Retype all of the data exactly as given.
----------
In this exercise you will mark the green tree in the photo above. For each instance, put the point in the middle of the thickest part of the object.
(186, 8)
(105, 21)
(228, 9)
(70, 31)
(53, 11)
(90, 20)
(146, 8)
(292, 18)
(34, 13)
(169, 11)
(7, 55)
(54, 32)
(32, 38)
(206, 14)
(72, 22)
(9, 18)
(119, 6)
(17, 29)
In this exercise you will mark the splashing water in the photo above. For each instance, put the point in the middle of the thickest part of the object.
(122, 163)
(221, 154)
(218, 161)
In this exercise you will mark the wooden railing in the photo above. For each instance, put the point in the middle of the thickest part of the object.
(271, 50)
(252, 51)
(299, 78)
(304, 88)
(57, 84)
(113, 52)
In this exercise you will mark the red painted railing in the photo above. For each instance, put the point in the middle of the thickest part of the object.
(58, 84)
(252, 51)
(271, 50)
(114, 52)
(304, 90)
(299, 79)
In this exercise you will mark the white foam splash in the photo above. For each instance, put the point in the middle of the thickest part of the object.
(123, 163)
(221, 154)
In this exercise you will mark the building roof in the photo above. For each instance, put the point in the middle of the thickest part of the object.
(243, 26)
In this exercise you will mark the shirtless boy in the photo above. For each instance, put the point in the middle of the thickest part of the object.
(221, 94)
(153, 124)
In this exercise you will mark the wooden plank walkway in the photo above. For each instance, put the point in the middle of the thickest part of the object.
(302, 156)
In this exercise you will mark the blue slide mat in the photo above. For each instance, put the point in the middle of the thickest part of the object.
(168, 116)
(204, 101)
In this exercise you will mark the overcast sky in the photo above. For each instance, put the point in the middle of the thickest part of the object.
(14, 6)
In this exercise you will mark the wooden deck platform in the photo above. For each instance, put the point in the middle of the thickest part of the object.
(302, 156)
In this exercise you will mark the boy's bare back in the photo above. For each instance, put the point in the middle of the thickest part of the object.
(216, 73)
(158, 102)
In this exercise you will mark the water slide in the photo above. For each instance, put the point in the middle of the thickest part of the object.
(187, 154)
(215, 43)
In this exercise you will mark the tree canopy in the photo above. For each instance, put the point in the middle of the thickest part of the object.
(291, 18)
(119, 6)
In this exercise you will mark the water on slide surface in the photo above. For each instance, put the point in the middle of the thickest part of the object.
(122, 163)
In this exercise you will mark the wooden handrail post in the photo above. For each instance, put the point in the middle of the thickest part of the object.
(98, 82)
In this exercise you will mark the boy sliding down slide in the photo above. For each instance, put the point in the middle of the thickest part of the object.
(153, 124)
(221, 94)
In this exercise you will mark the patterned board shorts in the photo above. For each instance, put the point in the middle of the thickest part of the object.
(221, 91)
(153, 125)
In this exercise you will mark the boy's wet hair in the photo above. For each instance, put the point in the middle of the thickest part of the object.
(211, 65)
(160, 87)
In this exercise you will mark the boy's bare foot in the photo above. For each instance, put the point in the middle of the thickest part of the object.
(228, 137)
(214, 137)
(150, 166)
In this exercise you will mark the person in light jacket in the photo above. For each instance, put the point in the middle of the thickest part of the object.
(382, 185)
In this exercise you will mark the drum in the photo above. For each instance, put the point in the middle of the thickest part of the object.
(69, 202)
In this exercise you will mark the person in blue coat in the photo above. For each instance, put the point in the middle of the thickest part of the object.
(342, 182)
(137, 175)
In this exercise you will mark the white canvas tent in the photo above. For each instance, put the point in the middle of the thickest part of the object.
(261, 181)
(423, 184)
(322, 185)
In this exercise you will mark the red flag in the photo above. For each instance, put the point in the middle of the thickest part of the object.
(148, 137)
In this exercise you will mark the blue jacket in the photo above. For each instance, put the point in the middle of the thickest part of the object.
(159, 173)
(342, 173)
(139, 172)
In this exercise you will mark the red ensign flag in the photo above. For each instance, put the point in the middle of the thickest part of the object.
----------
» **Reply**
In this exercise you will mark the green tree in the photo above. For each instance, put the point in the middle of the thickest part of the object.
(186, 8)
(105, 21)
(228, 9)
(70, 31)
(53, 11)
(90, 20)
(146, 8)
(292, 18)
(34, 13)
(169, 11)
(7, 55)
(54, 32)
(32, 38)
(206, 14)
(72, 22)
(9, 18)
(119, 6)
(17, 29)
In this exercise you will mark the splashing water in the photo above. For each instance, put the point in the middle of the thickest part of the object.
(122, 163)
(221, 154)
(218, 161)
In this exercise you will mark the wooden railing in the photo above. For each instance, put the point in the middle of the thickest part of the object.
(271, 50)
(252, 51)
(299, 78)
(304, 88)
(57, 84)
(113, 52)
In this exercise you will mark the red painted railing in the photo above. For each instance, put the point in the middle of the thickest part of the object.
(58, 84)
(252, 51)
(271, 50)
(114, 52)
(304, 90)
(299, 79)
In this exercise you will mark the white foam splash in the photo above. For each instance, put the point in the middle of the thickest part of the object.
(123, 163)
(221, 154)
In this exercise you will mark the building roof in the photo above. For each instance, put the point in the middle of the thickest part of the object.
(243, 26)
In this exercise you will mark the shirtless boy in the photo above. For each instance, put the point in the middle of the thickest part of the object.
(221, 94)
(153, 124)
In this exercise you will mark the wooden plank walkway in the photo above. For each instance, put the point in the middle of the thickest part of the object.
(302, 156)
In this exercise you will mark the blue slide mat in the photo above. For each instance, put the point in the middle of the thickest part of the object.
(168, 116)
(204, 101)
In this exercise you will mark the overcast sky in the photo above. For each instance, put the point in the middle of the thickest part of the object.
(14, 6)
In this exercise you will mark the wooden deck platform in the photo above. For each instance, put the point in the middle of the thickest part of the object.
(302, 156)
In this exercise you will mark the boy's bare back in the photo above. For each instance, put the point in the middle of the thickest part of the object.
(216, 73)
(158, 102)
In this exercise you will mark the water slide in the photo above. For each instance, put the point in the middle of the thickest part of the object.
(187, 154)
(215, 43)
In this exercise you will mark the tree canopy in the photo above. For each instance, put the point in the middle of the thickest part of the object.
(291, 18)
(119, 6)
In this exercise you will mark the water on slide surface in the photo above. For each instance, put the point in the middle of the thickest part of the object.
(122, 163)
In this exercise you will mark the wooden handrail post in the photo above. For each instance, put the point in the middle of the thickest part of the object.
(98, 82)
In this exercise you will mark the boy sliding down slide in the photo above. For each instance, put the point in the middle of the thickest part of the object.
(153, 124)
(221, 94)
In this exercise you will mark the patterned board shorts in the photo above. For each instance, put the point in the middle of the thickest part of the object.
(221, 91)
(153, 125)
In this exercise you will mark the boy's wet hair in the photo above. For each instance, put the point in the middle of the thickest part of the object.
(211, 65)
(160, 87)
In this exercise you will mark the boy's bare foot in the photo above. For each instance, put the point in the middle of the thickest part of the object.
(228, 137)
(214, 137)
(150, 166)
In this exercise you will mark the person in light jacket in the photo above. For each instance, put the point in the middle of the thickest part of the object.
(382, 185)
In this exercise you will mark the drum in the photo above. For each instance, put the point in the middle of the thickest part of the object.
(69, 202)
In this exercise you will mark the person in blue coat in the photo above. For each instance, put the point in the middle of the thickest part of the object.
(342, 182)
(137, 175)
In this exercise you will mark the white canvas tent in the photo above. For each instance, put the point in the middle of the thickest part of the object.
(261, 181)
(423, 184)
(322, 185)
In this exercise you will mark the red flag in the photo above. For each instance, put the point in the middle of the thickest part of the object.
(148, 137)
In this exercise you will mark the blue jacket in the photo above. For each instance, put the point in the middle of the thickest part of the object.
(159, 173)
(342, 173)
(139, 172)
In this exercise you will mark the red ensign flag in the photo above. For each instance, put the point in the middle of the thickest part of the object.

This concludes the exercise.